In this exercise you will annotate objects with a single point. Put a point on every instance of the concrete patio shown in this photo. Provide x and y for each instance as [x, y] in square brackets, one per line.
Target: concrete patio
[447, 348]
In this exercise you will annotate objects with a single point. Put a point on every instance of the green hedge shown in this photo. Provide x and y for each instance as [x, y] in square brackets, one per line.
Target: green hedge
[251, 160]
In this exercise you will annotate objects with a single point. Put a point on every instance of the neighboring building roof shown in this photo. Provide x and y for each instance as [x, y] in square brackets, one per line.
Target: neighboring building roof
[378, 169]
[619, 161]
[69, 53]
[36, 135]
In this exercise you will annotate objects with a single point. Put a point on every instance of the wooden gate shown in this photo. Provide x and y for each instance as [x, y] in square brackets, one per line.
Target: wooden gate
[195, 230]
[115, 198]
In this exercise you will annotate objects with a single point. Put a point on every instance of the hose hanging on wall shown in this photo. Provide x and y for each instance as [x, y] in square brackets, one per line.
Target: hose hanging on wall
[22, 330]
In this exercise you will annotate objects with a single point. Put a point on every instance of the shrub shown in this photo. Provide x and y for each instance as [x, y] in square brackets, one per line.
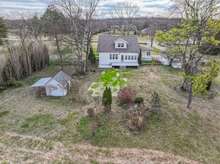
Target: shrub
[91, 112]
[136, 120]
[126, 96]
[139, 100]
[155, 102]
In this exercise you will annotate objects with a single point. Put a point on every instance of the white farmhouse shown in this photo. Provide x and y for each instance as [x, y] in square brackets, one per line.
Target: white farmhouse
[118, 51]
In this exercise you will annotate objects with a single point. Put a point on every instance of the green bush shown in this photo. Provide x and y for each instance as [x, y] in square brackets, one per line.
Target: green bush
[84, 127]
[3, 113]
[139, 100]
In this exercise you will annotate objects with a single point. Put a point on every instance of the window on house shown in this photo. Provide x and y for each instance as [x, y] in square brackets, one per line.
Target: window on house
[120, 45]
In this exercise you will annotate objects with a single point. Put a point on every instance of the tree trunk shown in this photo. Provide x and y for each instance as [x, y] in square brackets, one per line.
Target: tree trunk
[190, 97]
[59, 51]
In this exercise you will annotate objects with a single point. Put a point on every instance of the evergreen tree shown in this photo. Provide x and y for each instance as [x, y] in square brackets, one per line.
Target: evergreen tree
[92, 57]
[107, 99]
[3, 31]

==

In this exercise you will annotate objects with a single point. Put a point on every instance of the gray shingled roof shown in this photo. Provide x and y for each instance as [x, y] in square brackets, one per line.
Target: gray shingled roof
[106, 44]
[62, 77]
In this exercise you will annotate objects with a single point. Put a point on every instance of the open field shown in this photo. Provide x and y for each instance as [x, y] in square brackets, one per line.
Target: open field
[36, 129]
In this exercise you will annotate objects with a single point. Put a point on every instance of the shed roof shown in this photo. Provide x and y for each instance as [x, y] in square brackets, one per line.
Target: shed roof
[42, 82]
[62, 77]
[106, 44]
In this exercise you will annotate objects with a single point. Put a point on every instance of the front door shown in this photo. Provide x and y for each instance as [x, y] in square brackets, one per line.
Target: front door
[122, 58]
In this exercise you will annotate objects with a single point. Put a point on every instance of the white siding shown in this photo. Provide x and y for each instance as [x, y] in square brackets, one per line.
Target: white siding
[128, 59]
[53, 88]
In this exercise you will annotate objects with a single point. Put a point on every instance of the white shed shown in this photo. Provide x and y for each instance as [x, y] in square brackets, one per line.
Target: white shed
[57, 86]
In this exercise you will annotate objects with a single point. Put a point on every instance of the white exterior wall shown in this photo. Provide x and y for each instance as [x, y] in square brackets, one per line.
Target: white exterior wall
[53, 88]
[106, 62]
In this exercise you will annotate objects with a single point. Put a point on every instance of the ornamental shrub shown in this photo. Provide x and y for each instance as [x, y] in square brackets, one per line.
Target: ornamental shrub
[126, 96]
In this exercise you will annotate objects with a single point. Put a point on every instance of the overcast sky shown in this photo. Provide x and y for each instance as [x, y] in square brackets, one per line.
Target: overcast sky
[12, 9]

==

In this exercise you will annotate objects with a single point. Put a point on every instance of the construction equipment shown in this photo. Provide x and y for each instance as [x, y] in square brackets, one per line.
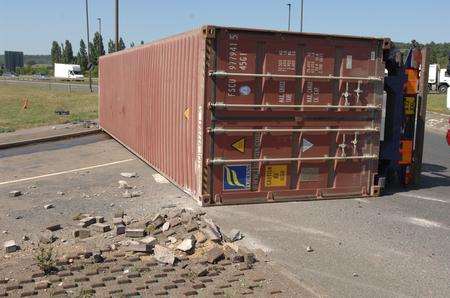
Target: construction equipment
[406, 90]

**TASK STATEMENT:** An exact copy of the lines above, from the one containing "of the gray" through the one containing "the white siding", is the whole of the answer.

**RESPONSE AREA:**
In this exercise you will annotate objects with a single point. Put a point on every instance of the gray shingled roof shown in this photo. Provide x and y for each instance as [x, y] in square brackets, one per line.
Target: gray shingled roof
[106, 44]
[62, 77]
In this exercise you will annotate objects with a single point. Put a point on every instance of the open field shown in this photo. Provide x and y for each instance as [x, y] in square brackets, one per line.
Target: open field
[36, 129]
In this exercise you will annotate objects with a single point. Put a point on every instance of the shed roof shown in this photo. Provide x and y for each instance as [x, y] in square brackets, one per line.
Target: shed roof
[42, 82]
[62, 77]
[106, 44]
In this exercise you will annotate objects with a single point. Put a point on every instance of the front door shown in this photo. Provide x and y for each instance as [x, y] in square brackets, one per line.
Target: front door
[122, 58]
In this exercise you will annotate objects with a single point. Put a point on every instance of the white siding shown in this photo. Provide x and y for each instance as [x, y] in square brackets, one per line.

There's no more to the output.